* _Tâche à réaliser_:
Modifiez le passage de l'extrait choisi qui s'ouvre sur les mots contenant "3. En 1968, le" et se termine par "législatif sont inopérants..." : recopiez-le en remplaçant "rebaptisé" par "renommé".

* _Extrait choisi_:
Je ne suis pas docteur en droit, je ne suis même pas juriste, mais je crois que mes six années de science politique (spécialisation en fédéralisme canadien et québécois) et mes 45 années de journalisme, sans oublier quelques décennies de collaboration à une revue juridique pan-canadienne, m'en ont appris suffisamment pour ne pas m'aventurer à dire «n'importe quoi» dans des domaines où je ne connais «manifestement rien».

J'ai notamment compris que le droit n'est pas formé de dogmes immuables, que les juristes n'hésitent pas à se contredire sur la place publique, que la Cour suprême renverse parfois ses propres décisions, et que les constitutions confiées au judiciaire sont rédigées et modifiées par les instances législatives élues. Alors, à titre de citoyen appelé à élire les législateurs qui nommeront les juges, je refuse d'être réduit au silence par quelques érudits.

Voici, en bref, le raisonnement sur lequel repose ma thèse voulant que le Québec puisse, sans l'accord d'Ottawa et des provinces, tenter d'éliminer tout seul le poste de lieutenant-gouverneur.

1. La Constitution de 1867 (l'Acte de l'Amérique du Nord britannique) est monarchique. Au sommet de la pyramide il y a la reine (à l'époque Victoria), la souveraine, qui contrôle en principe l'exécutif. Méfiants envers la démocratie, le Pères de la Confédération ont adjoint à la Chambre des Communes un Sénat nommé par le monarque (le Conseil législatif au Québec). Enfin l'appareil judiciaire relève constitutionnellement du monarque.

2. Très centralisé au départ, le fédéralisme canadien a évolué vers une autonomie accrue des provinces après certaines décisions du Comité judiciaire du Conseil privé à Londres, ultime instance judiciaire du Canada avant que celui-ci ne devienne officiellement indépendant. Ce dernier jugea que même si Ottawa nommait le lieutenant-gouverneur d'une province, ce dernier n'était pas soumis au pouvoir central, que son lien avec la couronne britannique était direct, et qu'ainsi, les provinces étaient «comme des petits royaumes au sein du Dominion». Le lien du Québec avec Charles III est direct. Il ne passe pas par Ottawa ou par un quelconque accord fédéral-provincial.

3. En 1968, le Québec a aboli son Conseil législatif (son Sénat) et rebaptisé son assemblée législative «Assemblée nationale». Une affirmation double: l'existence d'une «nation» québécoise mais aussi l'élimination d'une des pièces centrales de la monarchie au Québec, le Conseil législatif étant, constitutionnellement, nommé par le monarque (même si ces pouvoirs n'étaient plus exercés depuis très longtemps). À noter: l'abolition du Conseil législatif n'a fait l'objet d'aucun amendement constitutionnel à l'AANB de 1867. On trouve aujourd'hui dans le texte de la Constitution une note en bas de page indiquant que les articles portant sur le Conseil législatif sont inopérants...

* _Matériel fourni_:
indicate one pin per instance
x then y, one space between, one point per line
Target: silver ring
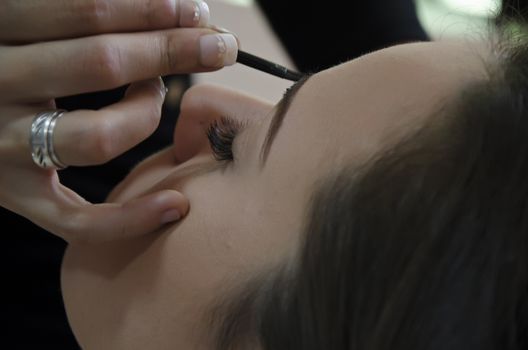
41 140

* _Réponse complète_:
3. En 1968, le Québec a aboli son Conseil législatif (son Sénat) et renommé son assemblée législative «Assemblée nationale». Une affirmation double: l'existence d'une «nation» québécoise mais aussi l'élimination d'une des pièces centrales de la monarchie au Québec, le Conseil législatif étant, constitutionnellement, nommé par le monarque (même si ces pouvoirs n'étaient plus exercés depuis très longtemps). À noter: l'abolition du Conseil législatif n'a fait l'objet d'aucun amendement constitutionnel à l'AANB de 1867. On trouve aujourd'hui dans le texte de la Constitution une note en bas de page indiquant que les articles portant sur le Conseil législatif sont inopérants...